- THE EXERCISE -
Show every line of the records below that contains the string "wall". Copy each such line in full.

- STORED RECORDS -
★ ★ ★ ★

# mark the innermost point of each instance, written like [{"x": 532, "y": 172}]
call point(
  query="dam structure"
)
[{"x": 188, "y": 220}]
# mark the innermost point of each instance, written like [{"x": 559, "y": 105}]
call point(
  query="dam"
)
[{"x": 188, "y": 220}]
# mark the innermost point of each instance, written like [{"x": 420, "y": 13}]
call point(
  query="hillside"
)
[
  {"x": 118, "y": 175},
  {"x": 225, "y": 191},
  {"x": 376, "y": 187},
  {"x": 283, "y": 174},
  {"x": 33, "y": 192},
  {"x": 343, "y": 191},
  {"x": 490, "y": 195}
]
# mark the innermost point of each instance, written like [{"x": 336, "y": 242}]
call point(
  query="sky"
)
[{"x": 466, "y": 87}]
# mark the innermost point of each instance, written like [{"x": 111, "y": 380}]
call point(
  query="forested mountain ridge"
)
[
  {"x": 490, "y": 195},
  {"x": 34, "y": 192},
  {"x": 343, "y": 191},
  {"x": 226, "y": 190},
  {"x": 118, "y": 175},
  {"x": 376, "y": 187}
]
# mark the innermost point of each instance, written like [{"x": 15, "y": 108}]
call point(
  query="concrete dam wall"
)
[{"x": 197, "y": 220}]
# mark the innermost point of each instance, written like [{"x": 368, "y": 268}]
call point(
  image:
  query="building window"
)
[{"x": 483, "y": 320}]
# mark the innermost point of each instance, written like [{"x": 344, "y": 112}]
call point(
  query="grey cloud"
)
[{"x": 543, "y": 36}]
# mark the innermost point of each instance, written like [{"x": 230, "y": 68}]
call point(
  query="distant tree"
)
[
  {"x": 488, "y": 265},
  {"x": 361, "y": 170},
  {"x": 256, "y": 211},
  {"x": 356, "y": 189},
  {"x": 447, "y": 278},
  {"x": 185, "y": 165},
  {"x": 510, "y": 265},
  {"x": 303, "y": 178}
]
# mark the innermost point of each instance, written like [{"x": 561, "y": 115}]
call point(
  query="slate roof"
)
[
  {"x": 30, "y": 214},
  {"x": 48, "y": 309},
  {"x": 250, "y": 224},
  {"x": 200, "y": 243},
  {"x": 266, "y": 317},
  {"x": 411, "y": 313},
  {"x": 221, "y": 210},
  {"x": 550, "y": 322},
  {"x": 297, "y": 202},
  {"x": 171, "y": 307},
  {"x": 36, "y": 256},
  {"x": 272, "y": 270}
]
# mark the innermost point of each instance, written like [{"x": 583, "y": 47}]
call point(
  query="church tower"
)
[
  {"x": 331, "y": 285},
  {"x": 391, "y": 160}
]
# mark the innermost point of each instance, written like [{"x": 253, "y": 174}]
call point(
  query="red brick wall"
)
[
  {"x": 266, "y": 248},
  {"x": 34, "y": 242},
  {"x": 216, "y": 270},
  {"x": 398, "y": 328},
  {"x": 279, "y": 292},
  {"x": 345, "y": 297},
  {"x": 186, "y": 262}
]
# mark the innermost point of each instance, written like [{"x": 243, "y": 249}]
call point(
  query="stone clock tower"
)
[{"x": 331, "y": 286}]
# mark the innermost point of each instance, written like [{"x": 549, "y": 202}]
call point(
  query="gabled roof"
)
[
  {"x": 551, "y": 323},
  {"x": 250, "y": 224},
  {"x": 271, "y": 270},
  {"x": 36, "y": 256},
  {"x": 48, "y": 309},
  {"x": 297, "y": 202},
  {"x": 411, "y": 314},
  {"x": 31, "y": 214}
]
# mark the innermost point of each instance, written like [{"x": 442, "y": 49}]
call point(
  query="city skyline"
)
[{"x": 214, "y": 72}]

★ ★ ★ ★

- SOLUTION TO THIS TASK -
  query="concrete dam wall"
  query="red brick wall"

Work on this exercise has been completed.